Listing:

** Begin **

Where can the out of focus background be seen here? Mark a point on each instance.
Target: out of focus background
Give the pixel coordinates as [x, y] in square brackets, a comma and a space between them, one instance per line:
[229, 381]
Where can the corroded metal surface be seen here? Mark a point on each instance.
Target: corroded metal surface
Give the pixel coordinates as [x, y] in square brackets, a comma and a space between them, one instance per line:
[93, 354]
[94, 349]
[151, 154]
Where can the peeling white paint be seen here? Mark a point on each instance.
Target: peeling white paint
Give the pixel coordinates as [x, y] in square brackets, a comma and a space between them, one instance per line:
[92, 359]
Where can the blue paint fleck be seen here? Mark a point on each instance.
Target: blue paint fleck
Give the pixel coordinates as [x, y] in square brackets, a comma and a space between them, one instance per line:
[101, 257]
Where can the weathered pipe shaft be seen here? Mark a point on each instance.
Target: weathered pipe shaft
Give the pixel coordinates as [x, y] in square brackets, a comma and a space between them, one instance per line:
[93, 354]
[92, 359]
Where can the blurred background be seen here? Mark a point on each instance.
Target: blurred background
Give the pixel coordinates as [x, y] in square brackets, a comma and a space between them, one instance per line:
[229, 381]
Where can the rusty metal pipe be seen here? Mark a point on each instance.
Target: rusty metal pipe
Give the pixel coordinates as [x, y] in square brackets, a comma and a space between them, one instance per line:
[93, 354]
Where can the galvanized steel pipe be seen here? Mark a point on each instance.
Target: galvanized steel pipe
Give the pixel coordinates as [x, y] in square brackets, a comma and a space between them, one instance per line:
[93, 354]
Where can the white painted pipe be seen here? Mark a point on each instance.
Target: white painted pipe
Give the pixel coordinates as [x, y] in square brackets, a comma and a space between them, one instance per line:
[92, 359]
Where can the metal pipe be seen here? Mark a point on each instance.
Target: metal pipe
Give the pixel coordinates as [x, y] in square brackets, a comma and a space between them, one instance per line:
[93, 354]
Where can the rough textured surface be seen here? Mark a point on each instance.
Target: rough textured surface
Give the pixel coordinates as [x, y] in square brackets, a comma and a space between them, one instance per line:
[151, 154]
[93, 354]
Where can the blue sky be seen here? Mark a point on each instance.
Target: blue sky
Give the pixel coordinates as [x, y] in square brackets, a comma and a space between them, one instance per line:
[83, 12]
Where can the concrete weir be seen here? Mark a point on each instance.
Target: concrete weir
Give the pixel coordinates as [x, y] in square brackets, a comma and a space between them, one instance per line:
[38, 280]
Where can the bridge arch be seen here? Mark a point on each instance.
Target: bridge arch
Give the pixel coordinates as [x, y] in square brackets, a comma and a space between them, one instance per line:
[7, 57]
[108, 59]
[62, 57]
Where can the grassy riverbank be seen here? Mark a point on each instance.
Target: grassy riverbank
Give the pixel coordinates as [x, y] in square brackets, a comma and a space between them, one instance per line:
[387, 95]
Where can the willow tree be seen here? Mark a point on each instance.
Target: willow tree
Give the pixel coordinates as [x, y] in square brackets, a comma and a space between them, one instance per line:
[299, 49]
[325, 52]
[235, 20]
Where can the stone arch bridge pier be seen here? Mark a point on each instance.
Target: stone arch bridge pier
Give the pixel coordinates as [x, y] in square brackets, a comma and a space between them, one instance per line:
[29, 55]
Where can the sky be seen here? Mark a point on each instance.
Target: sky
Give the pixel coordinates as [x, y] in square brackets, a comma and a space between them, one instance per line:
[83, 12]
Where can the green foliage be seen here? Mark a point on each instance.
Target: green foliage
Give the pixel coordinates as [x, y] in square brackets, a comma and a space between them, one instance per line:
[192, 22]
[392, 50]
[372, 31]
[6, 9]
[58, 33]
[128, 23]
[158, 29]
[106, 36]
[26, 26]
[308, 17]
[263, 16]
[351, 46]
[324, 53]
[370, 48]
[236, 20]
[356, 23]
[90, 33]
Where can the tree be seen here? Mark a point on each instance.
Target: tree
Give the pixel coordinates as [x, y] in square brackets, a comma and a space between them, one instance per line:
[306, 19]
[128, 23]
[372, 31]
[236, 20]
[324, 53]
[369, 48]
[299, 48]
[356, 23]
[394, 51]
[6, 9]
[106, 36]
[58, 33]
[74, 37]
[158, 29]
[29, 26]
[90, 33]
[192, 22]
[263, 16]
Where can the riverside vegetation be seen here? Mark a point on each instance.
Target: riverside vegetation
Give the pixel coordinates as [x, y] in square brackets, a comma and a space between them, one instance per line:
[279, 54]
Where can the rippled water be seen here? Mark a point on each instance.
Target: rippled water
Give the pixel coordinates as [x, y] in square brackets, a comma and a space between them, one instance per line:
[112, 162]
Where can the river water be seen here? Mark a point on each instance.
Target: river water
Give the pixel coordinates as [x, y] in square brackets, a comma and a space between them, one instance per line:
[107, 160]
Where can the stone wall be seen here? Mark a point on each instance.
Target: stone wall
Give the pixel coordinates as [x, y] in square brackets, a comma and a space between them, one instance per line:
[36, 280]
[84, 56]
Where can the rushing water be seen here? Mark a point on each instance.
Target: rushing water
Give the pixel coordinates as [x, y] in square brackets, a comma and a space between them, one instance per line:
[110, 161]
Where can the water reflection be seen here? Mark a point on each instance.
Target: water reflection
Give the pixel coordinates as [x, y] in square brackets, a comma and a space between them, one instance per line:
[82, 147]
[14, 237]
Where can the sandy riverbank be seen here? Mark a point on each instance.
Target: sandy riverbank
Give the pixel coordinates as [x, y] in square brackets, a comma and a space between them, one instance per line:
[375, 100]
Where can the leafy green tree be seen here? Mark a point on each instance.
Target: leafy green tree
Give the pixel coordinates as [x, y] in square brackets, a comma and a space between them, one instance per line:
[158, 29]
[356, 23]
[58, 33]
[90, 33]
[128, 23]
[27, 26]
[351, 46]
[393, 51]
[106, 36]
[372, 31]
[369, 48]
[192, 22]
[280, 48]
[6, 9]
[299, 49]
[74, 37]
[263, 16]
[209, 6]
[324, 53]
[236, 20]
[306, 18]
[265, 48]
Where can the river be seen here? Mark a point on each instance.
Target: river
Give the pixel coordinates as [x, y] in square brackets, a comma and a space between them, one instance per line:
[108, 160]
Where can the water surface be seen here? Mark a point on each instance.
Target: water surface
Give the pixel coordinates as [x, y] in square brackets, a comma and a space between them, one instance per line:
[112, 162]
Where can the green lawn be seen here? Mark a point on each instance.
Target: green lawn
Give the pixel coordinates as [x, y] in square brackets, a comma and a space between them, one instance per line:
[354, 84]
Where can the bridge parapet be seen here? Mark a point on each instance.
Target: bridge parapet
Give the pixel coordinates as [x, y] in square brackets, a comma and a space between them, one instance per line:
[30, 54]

** End **

Work to complete: Please reproduce every line of the material word for word.

Solution to this problem:
Where can the out of focus background be seen here? Mark a point on each instance.
Target: out of focus background
Give the pixel coordinates as [x, y] in square brackets, a comma and a space between them, one instance per line:
[229, 381]
Where can the corroded metal surface be seen here? Mark a point on each instance.
Target: corroded metal surface
Give the pixel coordinates as [x, y] in square brackets, a comma and a space between them, one instance per line:
[93, 354]
[94, 349]
[151, 154]
Where can the peeling white paint be seen here? Mark a point on each instance.
Target: peeling white paint
Give the pixel coordinates as [x, y] in square brackets, a comma and a space between them, one instance per line:
[92, 359]
Where can the blue paint fleck be seen here? Mark a point on each instance.
Target: blue paint fleck
Give the pixel coordinates as [x, y] in square brackets, a comma and a space between them, one instance per line:
[101, 257]
Where can the weathered pipe shaft be seen here? Mark a point on each instance.
Target: weathered pipe shaft
Give the pixel coordinates as [x, y] in square brackets, a comma and a space between them, one instance per line:
[93, 354]
[92, 359]
Where can the blurred background be seen here? Mark a point on each instance.
Target: blurred background
Give the pixel coordinates as [x, y] in square brackets, a comma and a space between them, one instance per line:
[229, 381]
Where can the rusty metal pipe be seen here? Mark a point on each instance.
Target: rusty metal pipe
Give the pixel coordinates as [x, y] in square brackets, a comma and a space between them, one instance per line:
[93, 354]
Where can the galvanized steel pipe be seen here? Mark a point on each instance.
Target: galvanized steel pipe
Give the pixel coordinates as [x, y] in square brackets, a comma and a space between them, one instance per line:
[93, 354]
Where can the white painted pipe be seen here? Mark a point on each instance.
Target: white painted pipe
Give the pixel coordinates as [x, y] in square brackets, a comma and a space between them, one instance per line:
[92, 359]
Where can the metal pipe be seen here? Mark a point on each instance.
Target: metal pipe
Give the pixel coordinates as [x, y] in square brackets, a comma and a space between them, one instance per line:
[93, 354]
Where can the rough textured surface be seen here? Mark a point on each instance.
Target: rough textured surface
Give the pixel coordinates as [x, y] in square brackets, a comma and a space between them, one instance per line:
[151, 154]
[93, 354]
Where can the blue sky be seen here? Mark a point on each instance.
Target: blue sky
Give the pixel coordinates as [x, y] in square brackets, a comma and a space between them, one instance per line:
[83, 12]
Where can the concrete weir be seen here? Mark a point on each instance.
Target: concrete weir
Give the pixel coordinates as [x, y] in square brackets, a comma and a space between them, one instance per line:
[38, 280]
Where can the bridge arch be seen here? Mark a point on each instance.
Target: bridge arch
Give the pixel coordinates as [x, y] in square brackets, a comma and a space between them, one instance per line:
[7, 57]
[108, 59]
[62, 57]
Where can the grassy riverbank be seen here? Mark a point on each instance.
Target: grassy riverbank
Give the pixel coordinates as [x, y] in square brackets, a comma and a space between them, one instance per line:
[387, 95]
Where can the willow tree be seen here? Mark a point on each instance.
Target: willow tree
Give the pixel coordinates as [x, y] in square brackets, a comma and a space between them, one instance per line:
[299, 49]
[325, 52]
[235, 20]
Where can the stone arch bridge pier be seen here? Mark a point on each instance.
Target: stone arch bridge pier
Give the pixel coordinates as [x, y] in square brackets, a comma and a space between them, one instance per line:
[29, 55]
Where can the sky be seen here? Mark a point on each instance.
Target: sky
Give the pixel coordinates as [x, y] in square brackets, a comma and a space between them, one instance per line:
[83, 12]
Where can the green foliage be seen here? Mark a point on each instance.
Target: green foliage
Give the pixel coordinates as [x, y] in square brackets, a comma and a space between them, one instance per line:
[192, 22]
[392, 50]
[372, 31]
[6, 9]
[58, 33]
[128, 23]
[158, 29]
[106, 36]
[26, 26]
[308, 17]
[263, 16]
[351, 46]
[324, 53]
[370, 48]
[236, 20]
[356, 23]
[90, 33]
Where can the tree be seen here? Mark a point on each instance.
Target: tree
Give the pixel coordinates as [x, y] in square brackets, a comma and a space between them, one instance per line:
[306, 19]
[128, 23]
[372, 31]
[236, 20]
[324, 53]
[369, 48]
[299, 48]
[356, 23]
[394, 51]
[6, 9]
[106, 36]
[58, 33]
[74, 37]
[158, 29]
[29, 26]
[90, 33]
[192, 22]
[263, 16]
Where can the riverside vegetation be seen here? Mark a point on each instance.
Target: riverside vegetation
Give the pixel coordinates as [x, y] in square brackets, a comma and a space between them, one instance per line:
[279, 54]
Where can the rippled water be seen here? Mark a point on each instance.
Target: rippled water
Give the pixel coordinates as [x, y] in square brackets, a comma and a space between them, one instance per line:
[112, 162]
Where can the river water be seen here? Mark a point on each instance.
Target: river water
Give the pixel coordinates as [x, y] in square brackets, a comma and a space between them, one instance per line:
[107, 160]
Where can the stone wall be seen here? Mark a point on each instance.
Target: stone wall
Give the pixel coordinates as [x, y] in square brackets, a comma and a space between them, one instance per line:
[36, 280]
[84, 56]
Where can the rushing water be seen here? Mark a point on each instance.
Target: rushing water
Give the pixel coordinates as [x, y] in square brackets, a comma and a space between them, one instance per line:
[110, 161]
Where can the water reflection be seen here? Mark a point on each instance.
Target: water reflection
Give the pixel coordinates as [x, y] in square brackets, a comma and a space between them, one instance per line:
[82, 147]
[14, 237]
Where can the sandy riverbank be seen here? Mark a point on each instance.
Target: sandy riverbank
Give the pixel coordinates as [x, y] in square brackets, a comma and a space between them, one instance per line:
[375, 100]
Where can the leafy green tree be seen here? Mark a point on each instance.
Target: leafy green tree
Give the pixel coordinates as [x, y] in square brackets, a comma and a space between them, one instance per line:
[158, 29]
[356, 23]
[58, 33]
[90, 33]
[128, 23]
[27, 26]
[351, 46]
[393, 51]
[106, 36]
[372, 31]
[369, 48]
[192, 22]
[280, 48]
[6, 9]
[299, 49]
[74, 37]
[263, 16]
[209, 6]
[324, 53]
[236, 20]
[306, 18]
[265, 48]
Where can the river be seen here? Mark a point on each instance.
Target: river
Give the pixel coordinates as [x, y] in square brackets, a comma and a space between them, one instance per line:
[108, 160]
Where can the water surface be seen here? Mark a point on each instance.
Target: water surface
Give the pixel coordinates as [x, y] in square brackets, a comma and a space between them, one instance per line:
[112, 162]
Where can the green lawn be seen here? Mark a point on each instance.
Target: green lawn
Give the pixel coordinates as [x, y] in square brackets, a comma and a space between them, one instance per line:
[354, 84]
Where can the bridge parapet be seen here? Mark a point on each instance.
Target: bridge parapet
Give the pixel coordinates as [x, y] in square brackets, a comma and a space between them, one instance per line:
[30, 54]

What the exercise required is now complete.